(Collected data entries)
#####

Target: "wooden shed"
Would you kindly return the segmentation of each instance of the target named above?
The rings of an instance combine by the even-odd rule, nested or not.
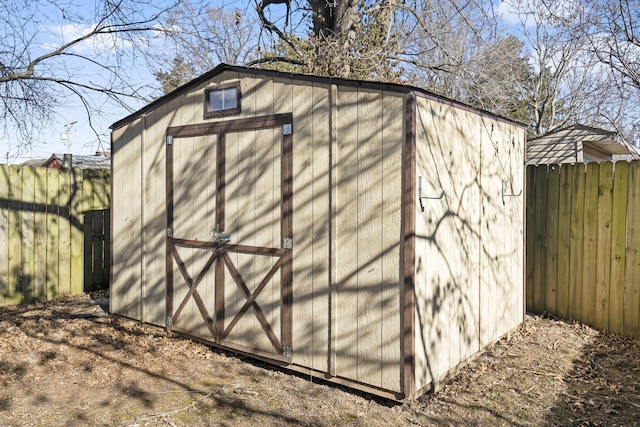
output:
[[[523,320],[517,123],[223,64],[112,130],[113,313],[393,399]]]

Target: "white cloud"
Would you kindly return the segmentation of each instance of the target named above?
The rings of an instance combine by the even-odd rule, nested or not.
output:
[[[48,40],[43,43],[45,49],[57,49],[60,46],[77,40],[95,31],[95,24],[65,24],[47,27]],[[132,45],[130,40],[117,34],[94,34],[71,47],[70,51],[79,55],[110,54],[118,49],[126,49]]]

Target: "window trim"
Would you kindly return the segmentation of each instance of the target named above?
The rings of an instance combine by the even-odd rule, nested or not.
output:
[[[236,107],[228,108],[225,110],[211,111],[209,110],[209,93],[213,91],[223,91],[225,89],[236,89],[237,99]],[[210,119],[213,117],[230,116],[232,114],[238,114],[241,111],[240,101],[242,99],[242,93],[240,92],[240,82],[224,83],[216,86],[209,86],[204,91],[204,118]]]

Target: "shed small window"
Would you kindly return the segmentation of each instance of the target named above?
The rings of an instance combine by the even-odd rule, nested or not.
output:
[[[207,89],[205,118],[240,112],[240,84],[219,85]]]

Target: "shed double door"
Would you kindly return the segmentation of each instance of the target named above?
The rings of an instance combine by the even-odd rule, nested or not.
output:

#####

» TRY IT: Without the pictures, copy all of the entries exactly as they appear.

» SOLUTION TO THIS TASK:
Target: "wooden shed"
Would you kindly return the segmentation of each instance of the target named above?
The rings of an instance combine by the even-odd rule, nested or not.
output:
[[[523,320],[517,123],[223,64],[112,130],[113,313],[393,399]]]

Target: "white cloud"
Would you kindly return the segmentation of each instance of the target named above?
The rings of an instance combine by the even-odd rule, nested or not.
output:
[[[48,40],[43,43],[45,49],[57,49],[60,46],[77,40],[95,31],[95,24],[65,24],[47,27]],[[132,45],[130,40],[117,34],[94,34],[71,47],[70,51],[79,55],[110,54],[118,49],[126,49]]]

Target: "window trim"
Would you kindly return the segmentation of each instance of the target named above?
The rings of an instance combine by the even-odd rule, nested or not.
output:
[[[236,107],[228,108],[225,110],[211,111],[209,110],[209,93],[213,91],[223,91],[225,89],[236,89],[237,99]],[[210,119],[213,117],[230,116],[232,114],[238,114],[241,111],[240,101],[242,99],[242,93],[240,92],[240,82],[224,83],[216,86],[209,86],[204,91],[204,118]]]

Target: "shed small window"
Would you kindly return the segmentation of each instance of the target named above?
The rings of an instance combine by the even-odd rule, nested or not.
output:
[[[207,89],[205,118],[240,112],[240,84],[219,85]]]

Target: "shed double door"
Would you kindly return the segmentation of each instance of the target named above?
The rings of an instance combine by the even-odd rule, nested or not.
output:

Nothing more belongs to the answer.